= STATED GOAL =
Rewrite the lines below, swapping each "point_to" for "mark_points" and leaving everything else unchanged.
* start *
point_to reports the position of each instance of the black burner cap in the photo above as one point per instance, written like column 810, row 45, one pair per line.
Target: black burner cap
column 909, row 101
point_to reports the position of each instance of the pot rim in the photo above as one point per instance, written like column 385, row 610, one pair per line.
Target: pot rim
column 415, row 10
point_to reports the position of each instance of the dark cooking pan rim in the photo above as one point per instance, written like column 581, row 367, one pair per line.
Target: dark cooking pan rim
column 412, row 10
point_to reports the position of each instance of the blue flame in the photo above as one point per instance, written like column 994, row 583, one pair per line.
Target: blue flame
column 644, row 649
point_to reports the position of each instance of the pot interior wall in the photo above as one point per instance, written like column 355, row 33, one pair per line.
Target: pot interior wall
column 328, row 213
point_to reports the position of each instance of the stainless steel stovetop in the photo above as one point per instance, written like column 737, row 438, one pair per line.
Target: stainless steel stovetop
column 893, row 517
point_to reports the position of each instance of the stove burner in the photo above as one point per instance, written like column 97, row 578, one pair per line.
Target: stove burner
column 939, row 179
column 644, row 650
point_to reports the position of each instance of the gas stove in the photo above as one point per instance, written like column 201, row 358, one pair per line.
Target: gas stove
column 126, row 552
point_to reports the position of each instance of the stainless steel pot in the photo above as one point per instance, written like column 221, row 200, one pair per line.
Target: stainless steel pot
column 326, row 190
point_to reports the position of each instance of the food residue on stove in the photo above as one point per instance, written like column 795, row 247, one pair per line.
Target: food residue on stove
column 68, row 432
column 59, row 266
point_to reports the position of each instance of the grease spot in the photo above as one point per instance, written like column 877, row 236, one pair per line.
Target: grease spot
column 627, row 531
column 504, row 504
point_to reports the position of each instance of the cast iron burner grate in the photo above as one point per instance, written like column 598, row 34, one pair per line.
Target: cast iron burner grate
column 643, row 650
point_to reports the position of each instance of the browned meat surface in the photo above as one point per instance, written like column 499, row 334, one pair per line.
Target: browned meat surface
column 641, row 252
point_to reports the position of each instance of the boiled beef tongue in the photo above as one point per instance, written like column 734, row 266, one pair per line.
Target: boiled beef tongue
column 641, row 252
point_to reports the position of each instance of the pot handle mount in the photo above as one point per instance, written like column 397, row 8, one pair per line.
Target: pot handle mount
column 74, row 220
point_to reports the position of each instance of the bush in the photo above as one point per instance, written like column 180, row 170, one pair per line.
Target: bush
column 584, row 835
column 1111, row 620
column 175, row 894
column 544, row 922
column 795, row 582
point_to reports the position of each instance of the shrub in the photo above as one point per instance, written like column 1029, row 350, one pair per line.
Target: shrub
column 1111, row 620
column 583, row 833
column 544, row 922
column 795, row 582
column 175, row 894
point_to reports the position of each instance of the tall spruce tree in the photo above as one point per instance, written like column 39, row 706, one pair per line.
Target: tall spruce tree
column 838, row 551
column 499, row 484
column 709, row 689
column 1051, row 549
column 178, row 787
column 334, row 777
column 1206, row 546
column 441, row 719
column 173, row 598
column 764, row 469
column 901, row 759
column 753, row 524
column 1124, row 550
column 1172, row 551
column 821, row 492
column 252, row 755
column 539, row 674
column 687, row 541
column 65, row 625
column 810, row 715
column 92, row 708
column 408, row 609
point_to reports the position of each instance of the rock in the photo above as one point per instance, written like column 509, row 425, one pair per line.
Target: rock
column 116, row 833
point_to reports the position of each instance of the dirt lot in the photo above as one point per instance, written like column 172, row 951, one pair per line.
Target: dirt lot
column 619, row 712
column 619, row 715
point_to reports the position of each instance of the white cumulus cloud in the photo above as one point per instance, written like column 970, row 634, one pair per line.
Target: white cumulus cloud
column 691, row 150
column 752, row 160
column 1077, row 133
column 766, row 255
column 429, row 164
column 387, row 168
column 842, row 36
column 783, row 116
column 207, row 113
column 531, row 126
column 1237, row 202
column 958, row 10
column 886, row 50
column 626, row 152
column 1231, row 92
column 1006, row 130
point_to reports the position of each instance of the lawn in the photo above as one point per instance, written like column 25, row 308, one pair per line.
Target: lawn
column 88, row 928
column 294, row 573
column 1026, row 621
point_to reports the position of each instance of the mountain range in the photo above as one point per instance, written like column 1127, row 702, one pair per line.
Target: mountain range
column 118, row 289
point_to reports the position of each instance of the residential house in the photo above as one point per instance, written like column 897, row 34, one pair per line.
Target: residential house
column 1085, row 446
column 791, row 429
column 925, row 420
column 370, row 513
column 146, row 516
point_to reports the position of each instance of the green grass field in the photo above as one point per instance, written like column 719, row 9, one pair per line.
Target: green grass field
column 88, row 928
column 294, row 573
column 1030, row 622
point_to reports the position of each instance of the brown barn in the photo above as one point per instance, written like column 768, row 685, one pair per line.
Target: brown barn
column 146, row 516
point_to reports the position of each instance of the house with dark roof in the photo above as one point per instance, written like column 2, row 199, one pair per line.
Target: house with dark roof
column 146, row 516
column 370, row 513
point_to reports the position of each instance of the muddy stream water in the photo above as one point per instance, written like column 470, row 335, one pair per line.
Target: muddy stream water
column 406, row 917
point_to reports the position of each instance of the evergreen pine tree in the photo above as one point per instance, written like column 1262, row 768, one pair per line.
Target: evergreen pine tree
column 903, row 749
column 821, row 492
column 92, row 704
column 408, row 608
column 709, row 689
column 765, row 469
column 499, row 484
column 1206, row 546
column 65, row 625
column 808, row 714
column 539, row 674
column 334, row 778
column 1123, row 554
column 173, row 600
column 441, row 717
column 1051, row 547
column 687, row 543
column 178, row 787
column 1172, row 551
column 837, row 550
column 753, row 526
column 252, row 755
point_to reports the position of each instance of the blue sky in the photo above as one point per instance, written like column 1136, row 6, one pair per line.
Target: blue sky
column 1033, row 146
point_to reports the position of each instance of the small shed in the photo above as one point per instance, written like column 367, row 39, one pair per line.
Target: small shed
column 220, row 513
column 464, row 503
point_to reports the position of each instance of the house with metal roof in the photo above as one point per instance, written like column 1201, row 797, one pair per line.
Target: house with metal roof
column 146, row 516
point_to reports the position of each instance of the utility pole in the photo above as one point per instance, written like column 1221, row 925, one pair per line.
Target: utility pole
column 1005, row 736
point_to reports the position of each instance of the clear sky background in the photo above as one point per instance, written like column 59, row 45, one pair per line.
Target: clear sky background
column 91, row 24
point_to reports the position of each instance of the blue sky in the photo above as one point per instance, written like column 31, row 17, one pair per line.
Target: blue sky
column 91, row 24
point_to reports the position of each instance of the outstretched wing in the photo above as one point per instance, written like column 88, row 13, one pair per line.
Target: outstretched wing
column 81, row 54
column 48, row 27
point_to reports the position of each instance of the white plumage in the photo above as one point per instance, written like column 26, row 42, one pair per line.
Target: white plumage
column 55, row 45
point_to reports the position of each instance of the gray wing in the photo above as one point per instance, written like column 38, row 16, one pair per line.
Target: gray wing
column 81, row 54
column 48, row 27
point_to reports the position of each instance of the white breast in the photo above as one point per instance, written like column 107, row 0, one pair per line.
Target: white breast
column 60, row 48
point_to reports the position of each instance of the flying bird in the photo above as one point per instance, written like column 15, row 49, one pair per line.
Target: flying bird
* end *
= EXERCISE RESPONSE =
mark_points reports the position of each instance of the black burner cap in the photo above as one point per instance, written like column 810, row 45, one pair per line.
Target: black burner cap
column 909, row 101
mark_points reports the position of each instance of the pot rim in the photo above as one point per instance, written like column 385, row 610, one pair per line.
Target: pot rim
column 415, row 10
mark_points reports the position of each instance of the dark cooking pan rim in the photo above as one point per instance, written like column 581, row 367, one pair per line.
Target: dark cooking pan rim
column 412, row 10
mark_points reports the position of each instance of the blue flame in the photo above as one point per instance, written like column 994, row 583, one pair per line.
Target: blue flame
column 644, row 649
mark_points reports the position of each instance of the pot interior wall in the photo above as one point per instance, written like column 355, row 33, one pair per line.
Target: pot interior wall
column 328, row 213
mark_points reports the position of each instance of the stainless steel stovetop in the photo above as one point per instance, written like column 737, row 438, one pair per line.
Target: stainless steel stovetop
column 893, row 517
mark_points reports the position of each instance of the stove burner in the photo above as one point per instance, written like column 97, row 578, one pair per line.
Target: stove burner
column 939, row 179
column 644, row 650
mark_points reports the position of each instance of the gas stove in the photo above as one point per instance, written like column 201, row 358, one pair per line.
Target: gas stove
column 126, row 552
mark_points reports the position of each instance of the stainless steel pot in the photo above as one point per instance, written like column 221, row 200, one pair per line.
Target: stainless steel pot
column 326, row 190
mark_points reports the position of each instance of the food residue on stove in the photo above as one point per instance, written like column 795, row 247, one pair per line.
Target: food residue on stove
column 68, row 432
column 59, row 266
mark_points reports the position of each instance of the grease spot in the photo above as one point per instance, written like column 877, row 236, one pair per line.
Target: grease spot
column 627, row 531
column 504, row 504
mark_points reports the position of each instance of the cast iron burner grate in the photo above as one point per instance, written like column 598, row 34, one pair per line.
Target: cast iron burner grate
column 643, row 650
mark_points reports the position of each instance of the browned meat surface in the photo above as one point per instance, written like column 499, row 334, one pair per line.
Target: browned meat surface
column 641, row 252
mark_points reports the position of each instance of the boiled beef tongue in the photo above as one point per instance, written like column 734, row 266, one pair per line.
Target: boiled beef tongue
column 641, row 252
mark_points reports the position of each instance of the pot handle mount in the photo above as one point per instance, written like column 397, row 8, one pair per line.
Target: pot handle mount
column 74, row 220
mark_points reports the position of each instance of the bush in the photo above as one point per instance, written like column 180, row 170, one pair per line.
Target: bush
column 584, row 835
column 1111, row 620
column 175, row 894
column 544, row 922
column 795, row 582
mark_points reports the position of each instance of the shrub in the photo above as one point per instance, written like column 1029, row 350, one pair per line.
Target: shrub
column 1111, row 620
column 583, row 833
column 544, row 922
column 795, row 582
column 175, row 894
mark_points reports the position of each instance of the tall spruce tree in the photo above as one point per instance, written like column 39, row 706, one pair per line.
Target: tall spruce tree
column 838, row 551
column 499, row 484
column 709, row 689
column 1051, row 549
column 178, row 787
column 334, row 777
column 1206, row 546
column 441, row 719
column 173, row 598
column 764, row 469
column 901, row 759
column 753, row 524
column 1124, row 550
column 1172, row 551
column 821, row 492
column 252, row 755
column 539, row 674
column 687, row 541
column 65, row 625
column 810, row 715
column 92, row 708
column 408, row 609
mark_points reports the position of each instance of the rock in the photo above as one point per instance, written like column 509, row 425, one pair per line.
Target: rock
column 116, row 833
mark_points reports the position of each instance of the dirt lot in the photo above as one point per instance, written like column 172, row 951, one pair per line.
Target: dirt lot
column 619, row 712
column 619, row 715
mark_points reports the position of each instance of the white cumulus cloud in the photo above as one point per instance, written like column 970, row 634, one pair per line.
Target: white cumulus cloud
column 691, row 150
column 752, row 160
column 1077, row 133
column 766, row 255
column 429, row 164
column 387, row 168
column 842, row 36
column 783, row 116
column 207, row 113
column 531, row 126
column 1237, row 202
column 958, row 10
column 886, row 50
column 626, row 152
column 1231, row 92
column 1006, row 130
mark_points reports the position of each instance of the lawn in the photo above as one point per instance, written like column 25, row 308, one pair per line.
Target: lawn
column 88, row 928
column 294, row 573
column 1026, row 621
mark_points reports the position of each instance of the mountain range in the photo above as one point per instance, written like column 1127, row 702, one pair per line.
Target: mountain range
column 118, row 289
mark_points reports the position of each instance of the residential house in the photo above as one point per instance, written like column 897, row 34, one pair per line.
Target: residential house
column 1085, row 446
column 791, row 429
column 925, row 420
column 370, row 513
column 146, row 516
mark_points reports the position of each instance of the green grass field in the photo above as one point per instance, written like column 719, row 9, one pair per line.
Target: green grass field
column 88, row 928
column 294, row 573
column 1030, row 622
mark_points reports the position of each instance of the brown barn in the photo above as one point per instance, written like column 768, row 685, one pair per line.
Target: brown barn
column 146, row 516
mark_points reports the position of each instance of the house with dark roof in the photo above as one point per instance, written like column 2, row 199, one pair per line.
Target: house with dark roof
column 146, row 516
column 370, row 513
mark_points reports the position of each instance of the muddy stream water in the photo above as one point per instance, written like column 470, row 335, one pair per line.
Target: muddy stream water
column 406, row 917
mark_points reports the position of each instance of the evergreen pine tree in the photo above as one point per instance, written like column 1262, row 768, one pair per line.
Target: evergreen pine tree
column 903, row 749
column 821, row 492
column 92, row 704
column 408, row 608
column 709, row 689
column 765, row 469
column 499, row 484
column 1206, row 546
column 65, row 625
column 808, row 714
column 539, row 674
column 334, row 778
column 1123, row 554
column 173, row 600
column 441, row 717
column 1051, row 547
column 687, row 543
column 178, row 787
column 1172, row 551
column 837, row 550
column 753, row 526
column 252, row 755
mark_points reports the position of each instance of the blue sky in the photo above as one point per instance, written like column 1136, row 6, one pair per line.
Target: blue sky
column 1033, row 146
mark_points reports the position of each instance of the small shed in the photo above as one point per instance, written like column 367, row 39, one pair per line.
Target: small shed
column 220, row 513
column 464, row 503
mark_points reports the position of each instance of the house with metal roof in the photo above as one point per instance, written like column 1201, row 797, one pair per line.
Target: house with metal roof
column 146, row 516
mark_points reports the position of each instance of the utility pole in the photo above as one point per instance, written like column 1221, row 925, one pair per line.
Target: utility pole
column 1005, row 736
mark_points reports the position of each instance of the clear sky background in the photo above as one point per instance, written like column 59, row 45, one pair per line.
Target: clear sky background
column 91, row 24
mark_points reports the position of each instance of the blue sky in the photo above as one point per instance, written like column 31, row 17, one pair per line.
Target: blue sky
column 91, row 24
mark_points reports the position of each instance of the outstretched wing in the photo above as one point per instance, written like column 88, row 13, one pair per line.
Target: outstretched wing
column 81, row 54
column 48, row 27
mark_points reports the position of each instance of the white plumage in the photo above as one point per instance, written like column 26, row 42, one pair per line.
Target: white plumage
column 55, row 45
mark_points reports the position of each instance of the gray wing in the photo above as one point per instance, written like column 38, row 16, one pair per line.
Target: gray wing
column 81, row 54
column 48, row 27
mark_points reports the position of each instance of the white breast in the photo above as one point per instance, written like column 107, row 0, one pair per line.
Target: white breast
column 60, row 48
mark_points reports the position of each instance of the flying bird in the photo above as one point per instance, written like column 15, row 49, one pair per line.
Target: flying bird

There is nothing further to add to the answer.